- [Фрагмент документа]
++++++

Что касается рукоприкладства, в указанный период оно сохранялось полузаконно, как обычай, редко преследуемое до 90-х годов, разве только в случае явного членовредительства. С 90-х годов, по почину Киевского округа, началось движение против этого явления и гонение на «дерущихся». В Киевском округе (ген. Драгомиров) требовалось даже о каждом случае рукоприкладства доносить по команде, до штаба округа включительно, как «о происшествии»; распоряжение это было отменено только за три года перед великой войной.

С тех пор кулачная расправа стала выводиться, в особенности после 1904 г., когда и телесные наказания в войсках были окончательно отменены — одновременно с отменою порки по приговорам волостных судов. Кулачная расправа стала изнанкой казарменного быта — скрываемой, осуждаемой и преследуемой.

Только в таком широком обобщении можно освещать этот больной вопрос, не рискуя впасть в ошибку и преувеличение. Ибо в жизни отдельных частей в этом отношении царило большое разнообразие: в бытовом укладе их, в законности и гуманности режима сдвигались и раздвигались грани времени.

Чрезвычайно разнообразна и галерея типов «дерущихся», с которыми мне приходилось сталкиваться за первую четверть века службы. Бившие «по принципу» или только в раздражении... За важный проступок или походя... В нормальном состоянии или только в нетрезвом виде... [346]

Мрачные садисты, ненавидимые подчиненными, или люди типа «душа на распашку», которых, невзирая на кулачную расправу, нередко любили солдаты...

В 1902 г. в «Биржевых Ведомостях» было напечатано письмо отставного донского войскового старшины Б., «участника трех кампаний». «Все долгие годы службы, — писал старшина, — я бил, давал пощечины и оплеухи направо и налево, не разбирая ни правого, ни виноватого. Горько и до слез обидно становится и за себя, и за тех несчастных, которых я так часто незаслуженно оскорблял...» Это запоздалое покаяние, вынесенное на столбцы газеты и отзывавшееся более демагогией, чем искренностью, было в свое время использовано широко противниками армии, как свидетельство об общей язве казарменного быта.

А вот другого рода тип. В 1910 г., следовательно в период наибольшей эмансипации солдата, в Саратовском гарнизоне была отличная рота, которой командовал признанный выдающимся командир. На одном из инспекторских смотров солдат этой роты заявил жалобу, что ротный «отстегал его плетью». Произведенное дознание обнаружило весьма своеобразные порядки... Ротный, «во избежание большого расхода людей», а также «жалея солдата», — тем из них, которым за проступки и преступления грозил длительный арест или военная тюрьма, предлагал замену определенным числом ударов плетью. «Сделка» состоялась обыкновенно в присутствии фельдфебеля, а наказание приводил в исполнение сам ротный... Солдат, о котором идет речь, как оказалось, согласился на замену, а потом пожаловался...

Кроме понесенного ротным командиром наказания, эпизод этот сильно отразился на всей его служебной карьере. Но что замечательно — когда рота узнала об этом, пожаловавшемуся житья не стало в казарме от своих товарищей, пришлось перевести его в другую часть.

++++++

- [Постановка задачи]
Продолжите отрывок о рукоприкладстве в армии, начав сразу после его последнего предложения.

[Строки из источника данных]

++++++

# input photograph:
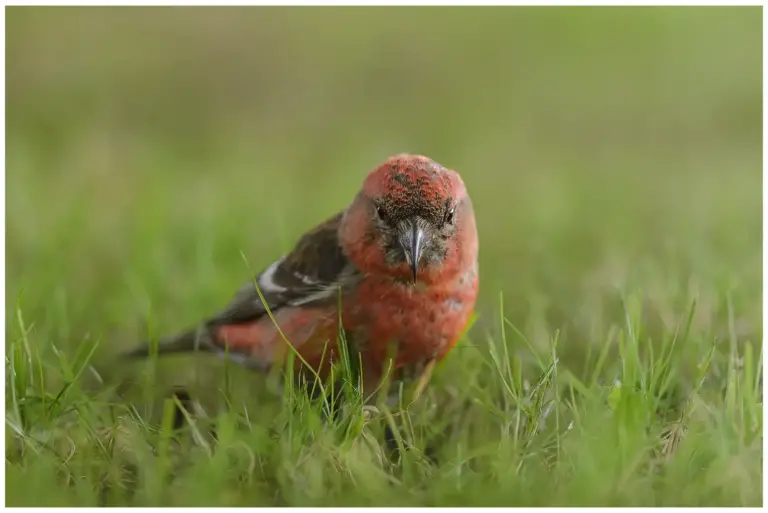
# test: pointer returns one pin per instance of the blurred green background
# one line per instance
(606, 150)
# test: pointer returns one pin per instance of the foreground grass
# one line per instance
(614, 161)
(673, 423)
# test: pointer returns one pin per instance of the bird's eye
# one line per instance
(449, 216)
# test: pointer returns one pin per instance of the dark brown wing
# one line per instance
(310, 274)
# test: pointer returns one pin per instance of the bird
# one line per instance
(395, 272)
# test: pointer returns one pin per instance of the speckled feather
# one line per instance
(355, 254)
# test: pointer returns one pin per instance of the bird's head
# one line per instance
(411, 220)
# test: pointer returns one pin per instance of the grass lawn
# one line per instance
(614, 161)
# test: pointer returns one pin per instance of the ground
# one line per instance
(156, 159)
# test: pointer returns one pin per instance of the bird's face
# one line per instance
(411, 218)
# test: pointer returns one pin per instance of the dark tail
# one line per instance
(185, 342)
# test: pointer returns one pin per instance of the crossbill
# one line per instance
(397, 268)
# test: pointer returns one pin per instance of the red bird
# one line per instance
(401, 261)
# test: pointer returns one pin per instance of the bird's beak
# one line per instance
(413, 241)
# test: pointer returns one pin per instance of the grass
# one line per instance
(614, 160)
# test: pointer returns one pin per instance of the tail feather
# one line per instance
(185, 342)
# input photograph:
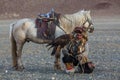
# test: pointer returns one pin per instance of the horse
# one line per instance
(25, 30)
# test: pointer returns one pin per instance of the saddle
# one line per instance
(45, 26)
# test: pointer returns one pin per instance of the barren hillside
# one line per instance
(30, 8)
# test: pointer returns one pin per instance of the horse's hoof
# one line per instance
(57, 67)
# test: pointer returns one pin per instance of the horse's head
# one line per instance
(55, 17)
(88, 24)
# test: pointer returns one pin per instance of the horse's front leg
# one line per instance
(19, 54)
(57, 59)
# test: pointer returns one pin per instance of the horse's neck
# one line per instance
(69, 22)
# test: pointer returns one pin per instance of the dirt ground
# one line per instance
(104, 43)
(104, 51)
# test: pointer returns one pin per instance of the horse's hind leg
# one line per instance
(57, 58)
(14, 54)
(19, 54)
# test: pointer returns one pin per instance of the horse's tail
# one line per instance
(13, 45)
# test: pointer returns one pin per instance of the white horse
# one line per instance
(24, 30)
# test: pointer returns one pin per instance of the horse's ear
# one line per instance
(89, 12)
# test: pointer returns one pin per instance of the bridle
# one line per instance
(90, 24)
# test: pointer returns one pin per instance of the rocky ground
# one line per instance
(104, 51)
(104, 43)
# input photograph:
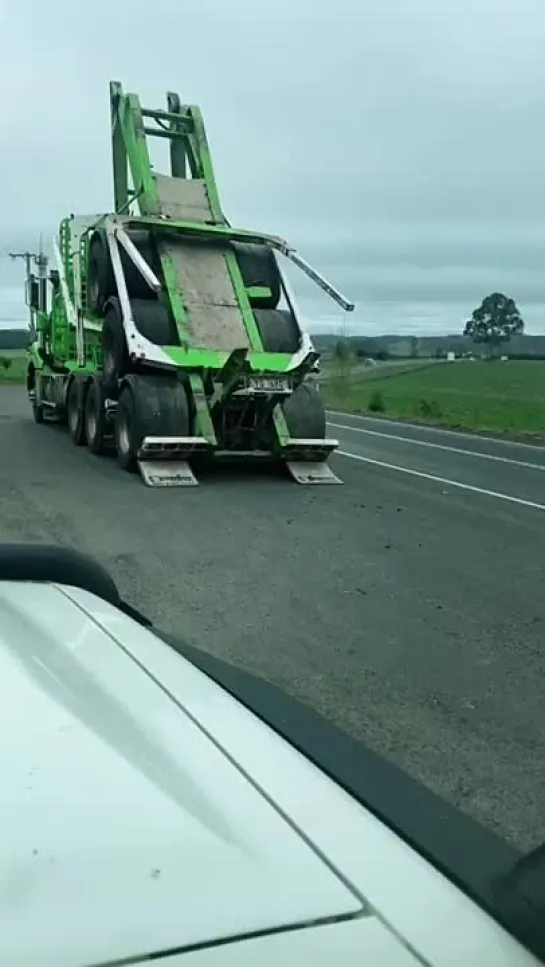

++++++

- [Результат выполнения]
* * *

Когда в числе причин, приведших к столь быстрому распаду русской армии, преимущественное внимание отводят дурному обращению с солдатами, то к выводу этому надо [347] подходить с большою осторожностью. Я приводил уже в первом томе некоторые данные о положении этого вопроса в армиях наших бывших противников. Если голос общества и печати в Германии и Австрии, свидетельствовавший с негодованием о жестоком и унизительном режиме казармы, можно было заподозривать в некотором преувеличении, то статистика не ошибалась. Ежегодные данные о числе осужденных за жестокое обращение с солдатами, о бегстве из рядов армии, о числе самоубийств — свидетельствовали наглядно, что в германской и в особенности в австрийской армиях режим много тяжелее, чем в других, и что русская армия быстрее изживает общий исторический недуг.

Наша артиллерия, где отношения между офицером и солдатом всегда бывали гуманнее, чем в других родах оружия, в смутные годы дольше пехоты сохранила относительную дисциплину и сносные взаимоотношения. Это казалось естественным... Но ведь то же самое произошло в кавалерии, где в мирное время взаимоотношения не были другими, чем в пехоте, а рукоприкладство практиковалось едва ли не чаще... Очевидно, темп, которым шло разложение, зависел в меньшей мере от недугов казарменного быта, нежели от других причин: от того, что кадровый состав пехоты растворялся при мобилизации несравненно более, чем в других родах оружия, что пехота несла в 6–10 раз большие потери, и пехотные полки во время кампании обращались в какие-то проходные этапы, через которые текла и переливалась человеческая волна.

Во всяком случае, ко времени великой войны рукоприкладство, где оно у нас существовало, являлось только больным пережитком изжитой системы и изживавшего себя обычая.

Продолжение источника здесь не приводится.